### Exercise data

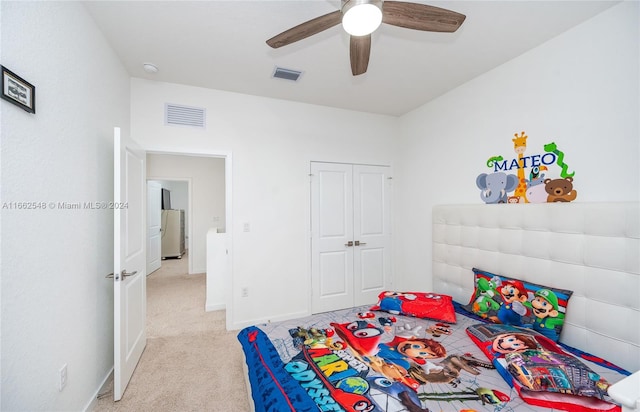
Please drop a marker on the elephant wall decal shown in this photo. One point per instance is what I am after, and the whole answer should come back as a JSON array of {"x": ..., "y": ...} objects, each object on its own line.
[{"x": 495, "y": 186}]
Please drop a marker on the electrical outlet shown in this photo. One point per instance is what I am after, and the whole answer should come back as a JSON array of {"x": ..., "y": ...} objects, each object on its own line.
[{"x": 63, "y": 377}]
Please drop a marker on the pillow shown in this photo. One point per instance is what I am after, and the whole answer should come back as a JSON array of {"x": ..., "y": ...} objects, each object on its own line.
[
  {"x": 540, "y": 371},
  {"x": 501, "y": 299},
  {"x": 418, "y": 304}
]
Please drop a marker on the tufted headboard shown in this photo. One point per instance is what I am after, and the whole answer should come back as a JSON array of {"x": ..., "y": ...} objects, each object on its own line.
[{"x": 592, "y": 249}]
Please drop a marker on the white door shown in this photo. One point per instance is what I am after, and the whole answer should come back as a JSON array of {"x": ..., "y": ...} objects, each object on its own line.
[
  {"x": 129, "y": 277},
  {"x": 154, "y": 213},
  {"x": 350, "y": 235},
  {"x": 331, "y": 232},
  {"x": 372, "y": 232}
]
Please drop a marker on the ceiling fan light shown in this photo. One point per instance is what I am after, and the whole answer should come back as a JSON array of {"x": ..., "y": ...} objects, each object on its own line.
[{"x": 360, "y": 18}]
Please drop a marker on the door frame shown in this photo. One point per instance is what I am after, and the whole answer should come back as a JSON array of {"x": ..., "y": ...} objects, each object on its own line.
[{"x": 228, "y": 194}]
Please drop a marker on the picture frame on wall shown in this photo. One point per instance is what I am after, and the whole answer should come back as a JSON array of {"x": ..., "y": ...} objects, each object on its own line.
[{"x": 18, "y": 91}]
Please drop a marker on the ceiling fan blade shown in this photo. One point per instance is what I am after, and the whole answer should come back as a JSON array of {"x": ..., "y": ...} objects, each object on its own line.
[
  {"x": 359, "y": 51},
  {"x": 421, "y": 17},
  {"x": 306, "y": 29}
]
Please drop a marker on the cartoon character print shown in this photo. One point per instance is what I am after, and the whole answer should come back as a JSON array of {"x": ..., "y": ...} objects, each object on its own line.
[
  {"x": 392, "y": 302},
  {"x": 485, "y": 294},
  {"x": 547, "y": 317},
  {"x": 510, "y": 343},
  {"x": 560, "y": 190},
  {"x": 404, "y": 352},
  {"x": 515, "y": 298}
]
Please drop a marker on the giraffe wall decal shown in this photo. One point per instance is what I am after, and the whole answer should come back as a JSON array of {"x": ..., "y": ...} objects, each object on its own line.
[{"x": 520, "y": 146}]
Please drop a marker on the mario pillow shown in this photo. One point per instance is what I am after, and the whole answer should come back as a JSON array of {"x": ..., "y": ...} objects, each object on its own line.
[
  {"x": 510, "y": 301},
  {"x": 540, "y": 371},
  {"x": 418, "y": 304}
]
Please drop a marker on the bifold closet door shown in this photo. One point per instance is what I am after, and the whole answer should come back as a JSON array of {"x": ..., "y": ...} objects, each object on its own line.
[{"x": 350, "y": 234}]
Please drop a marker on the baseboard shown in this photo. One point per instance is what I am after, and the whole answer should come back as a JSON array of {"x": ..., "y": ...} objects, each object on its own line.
[
  {"x": 92, "y": 402},
  {"x": 214, "y": 306},
  {"x": 286, "y": 316}
]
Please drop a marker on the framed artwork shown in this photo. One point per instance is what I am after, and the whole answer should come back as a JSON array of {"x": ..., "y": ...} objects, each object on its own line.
[{"x": 18, "y": 91}]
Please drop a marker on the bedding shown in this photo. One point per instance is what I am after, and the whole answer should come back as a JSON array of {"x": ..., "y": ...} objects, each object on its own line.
[
  {"x": 541, "y": 372},
  {"x": 511, "y": 301},
  {"x": 356, "y": 360},
  {"x": 419, "y": 304}
]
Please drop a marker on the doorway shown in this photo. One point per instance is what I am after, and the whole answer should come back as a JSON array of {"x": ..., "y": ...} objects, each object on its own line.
[
  {"x": 208, "y": 209},
  {"x": 168, "y": 222}
]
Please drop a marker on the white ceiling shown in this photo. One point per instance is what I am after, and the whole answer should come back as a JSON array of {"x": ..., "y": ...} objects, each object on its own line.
[{"x": 221, "y": 45}]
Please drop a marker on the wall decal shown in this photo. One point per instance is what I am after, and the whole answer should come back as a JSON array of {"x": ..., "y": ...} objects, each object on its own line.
[{"x": 534, "y": 180}]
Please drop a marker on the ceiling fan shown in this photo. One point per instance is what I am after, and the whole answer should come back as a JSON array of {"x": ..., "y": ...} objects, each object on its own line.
[{"x": 362, "y": 17}]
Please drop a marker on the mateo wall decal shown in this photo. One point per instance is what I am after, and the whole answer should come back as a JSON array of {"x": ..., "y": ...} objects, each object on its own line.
[
  {"x": 18, "y": 91},
  {"x": 539, "y": 185}
]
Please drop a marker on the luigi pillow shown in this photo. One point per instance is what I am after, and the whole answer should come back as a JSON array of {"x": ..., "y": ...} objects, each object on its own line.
[{"x": 510, "y": 301}]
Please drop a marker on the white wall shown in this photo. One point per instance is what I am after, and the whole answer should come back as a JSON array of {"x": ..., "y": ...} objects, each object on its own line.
[
  {"x": 272, "y": 143},
  {"x": 57, "y": 306},
  {"x": 207, "y": 210},
  {"x": 580, "y": 90}
]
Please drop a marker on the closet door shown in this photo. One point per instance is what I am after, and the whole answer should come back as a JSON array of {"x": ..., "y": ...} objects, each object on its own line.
[
  {"x": 350, "y": 234},
  {"x": 331, "y": 232},
  {"x": 371, "y": 231}
]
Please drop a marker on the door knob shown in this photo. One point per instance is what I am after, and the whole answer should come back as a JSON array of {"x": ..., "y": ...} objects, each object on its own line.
[
  {"x": 127, "y": 274},
  {"x": 123, "y": 274}
]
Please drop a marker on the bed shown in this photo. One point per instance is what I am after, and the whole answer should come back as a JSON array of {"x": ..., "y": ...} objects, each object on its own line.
[{"x": 348, "y": 359}]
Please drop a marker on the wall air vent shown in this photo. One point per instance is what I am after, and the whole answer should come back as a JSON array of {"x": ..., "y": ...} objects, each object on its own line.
[
  {"x": 177, "y": 115},
  {"x": 286, "y": 74}
]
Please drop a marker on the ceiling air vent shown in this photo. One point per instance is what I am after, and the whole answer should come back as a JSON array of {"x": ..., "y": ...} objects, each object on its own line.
[
  {"x": 286, "y": 74},
  {"x": 177, "y": 115}
]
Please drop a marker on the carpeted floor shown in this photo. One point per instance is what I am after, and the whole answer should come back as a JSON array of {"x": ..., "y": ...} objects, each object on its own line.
[{"x": 191, "y": 363}]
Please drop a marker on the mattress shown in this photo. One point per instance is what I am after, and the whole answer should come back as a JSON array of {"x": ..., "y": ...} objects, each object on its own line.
[{"x": 332, "y": 361}]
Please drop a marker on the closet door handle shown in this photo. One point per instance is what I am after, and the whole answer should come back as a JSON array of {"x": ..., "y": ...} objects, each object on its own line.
[{"x": 126, "y": 274}]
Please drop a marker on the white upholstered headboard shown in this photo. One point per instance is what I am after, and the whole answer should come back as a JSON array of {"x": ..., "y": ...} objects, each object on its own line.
[{"x": 592, "y": 249}]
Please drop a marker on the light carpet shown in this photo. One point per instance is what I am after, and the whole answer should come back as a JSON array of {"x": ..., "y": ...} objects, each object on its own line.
[{"x": 191, "y": 363}]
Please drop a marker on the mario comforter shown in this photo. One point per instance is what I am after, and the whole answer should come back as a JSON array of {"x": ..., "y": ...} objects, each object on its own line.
[{"x": 355, "y": 360}]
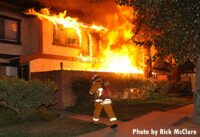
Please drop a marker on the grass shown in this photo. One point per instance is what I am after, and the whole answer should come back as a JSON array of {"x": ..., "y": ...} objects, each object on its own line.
[
  {"x": 60, "y": 127},
  {"x": 130, "y": 109},
  {"x": 42, "y": 123}
]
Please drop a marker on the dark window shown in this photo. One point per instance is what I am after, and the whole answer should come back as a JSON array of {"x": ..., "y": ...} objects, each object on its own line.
[
  {"x": 9, "y": 30},
  {"x": 66, "y": 37}
]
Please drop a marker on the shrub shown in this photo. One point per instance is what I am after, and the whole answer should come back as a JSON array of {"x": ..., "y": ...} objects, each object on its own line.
[
  {"x": 25, "y": 96},
  {"x": 182, "y": 88}
]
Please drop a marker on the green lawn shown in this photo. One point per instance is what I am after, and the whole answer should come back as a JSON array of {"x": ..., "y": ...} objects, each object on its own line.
[
  {"x": 60, "y": 127},
  {"x": 43, "y": 123},
  {"x": 130, "y": 109}
]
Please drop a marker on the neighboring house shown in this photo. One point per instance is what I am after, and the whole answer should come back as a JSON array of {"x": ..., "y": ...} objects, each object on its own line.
[{"x": 14, "y": 40}]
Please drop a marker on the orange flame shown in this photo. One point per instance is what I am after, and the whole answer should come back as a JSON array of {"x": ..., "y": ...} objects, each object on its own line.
[{"x": 117, "y": 52}]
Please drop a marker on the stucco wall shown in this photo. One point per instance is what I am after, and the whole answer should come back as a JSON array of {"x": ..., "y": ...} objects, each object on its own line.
[
  {"x": 42, "y": 65},
  {"x": 65, "y": 96},
  {"x": 28, "y": 35}
]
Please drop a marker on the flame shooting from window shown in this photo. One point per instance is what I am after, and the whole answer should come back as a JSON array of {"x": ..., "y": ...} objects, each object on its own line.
[{"x": 117, "y": 53}]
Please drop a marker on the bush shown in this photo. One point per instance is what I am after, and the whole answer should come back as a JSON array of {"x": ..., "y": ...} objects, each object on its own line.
[
  {"x": 25, "y": 96},
  {"x": 81, "y": 89},
  {"x": 182, "y": 88}
]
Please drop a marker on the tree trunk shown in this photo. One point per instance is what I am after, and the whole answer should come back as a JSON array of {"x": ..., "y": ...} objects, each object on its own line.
[
  {"x": 197, "y": 94},
  {"x": 147, "y": 62}
]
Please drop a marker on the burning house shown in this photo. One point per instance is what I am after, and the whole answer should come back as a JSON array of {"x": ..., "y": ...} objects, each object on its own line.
[{"x": 61, "y": 45}]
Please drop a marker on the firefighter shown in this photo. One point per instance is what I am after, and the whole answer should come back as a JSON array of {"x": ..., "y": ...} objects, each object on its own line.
[{"x": 102, "y": 100}]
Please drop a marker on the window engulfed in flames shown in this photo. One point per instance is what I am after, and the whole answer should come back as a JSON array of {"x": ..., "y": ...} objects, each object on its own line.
[{"x": 117, "y": 52}]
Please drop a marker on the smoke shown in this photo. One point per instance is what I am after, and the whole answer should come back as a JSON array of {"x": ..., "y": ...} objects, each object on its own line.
[{"x": 89, "y": 11}]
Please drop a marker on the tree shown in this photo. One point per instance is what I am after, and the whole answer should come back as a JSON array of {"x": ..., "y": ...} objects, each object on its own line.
[{"x": 178, "y": 24}]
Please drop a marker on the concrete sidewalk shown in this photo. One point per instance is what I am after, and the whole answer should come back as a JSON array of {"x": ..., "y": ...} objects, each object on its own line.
[
  {"x": 87, "y": 118},
  {"x": 166, "y": 124}
]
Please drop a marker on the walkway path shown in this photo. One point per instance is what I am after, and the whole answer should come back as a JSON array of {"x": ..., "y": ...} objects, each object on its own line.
[
  {"x": 87, "y": 118},
  {"x": 166, "y": 123}
]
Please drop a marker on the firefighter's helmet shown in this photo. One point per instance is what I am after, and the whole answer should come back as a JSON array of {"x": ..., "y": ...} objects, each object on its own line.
[{"x": 96, "y": 78}]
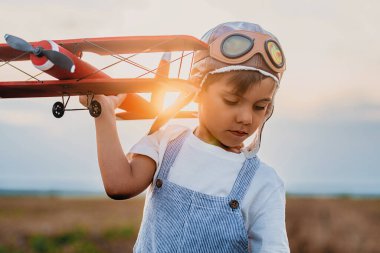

### Work instructions
Please revise the items from the line containing "Please drop a marker on the smoke" through the end of the items, both ends included, changing every "drop a marker" to "place a pin" and leaving everything else as it is. Leave the pictures out of your answer.

### Output
Please place a pin on the smoke shown in this photo. One point per instance is what I am after, and the whole answer should come back as a JSON array of {"x": ..., "y": ...} objects, each object on its own line.
[{"x": 89, "y": 11}]
Please place a pin on the tree shown in this photo. One point per instance is what I am after, and the whole answer should come back as a JSON array of {"x": ..., "y": ...} objects, each object on its own line.
[{"x": 178, "y": 24}]
Please place a pin on the concrete sidewalk shown in this photo. One point per instance is what I am after, and the whole answer should come back as a JSON array of {"x": ..., "y": ...} objects, each object on its own line.
[
  {"x": 87, "y": 118},
  {"x": 166, "y": 124}
]
Please place a pin on the walkway path shown in this photo. One point per instance is what I am after, and the whole answer should come back as a JSON array of {"x": ..., "y": ...} objects, each object on its own line.
[
  {"x": 87, "y": 118},
  {"x": 166, "y": 123}
]
Please place a pin on the firefighter's helmet shown in this photo. One point per instance is what I am after, and the whole answer should come back as a JSON array of {"x": ..., "y": ...} objects, each object on its own line.
[{"x": 96, "y": 78}]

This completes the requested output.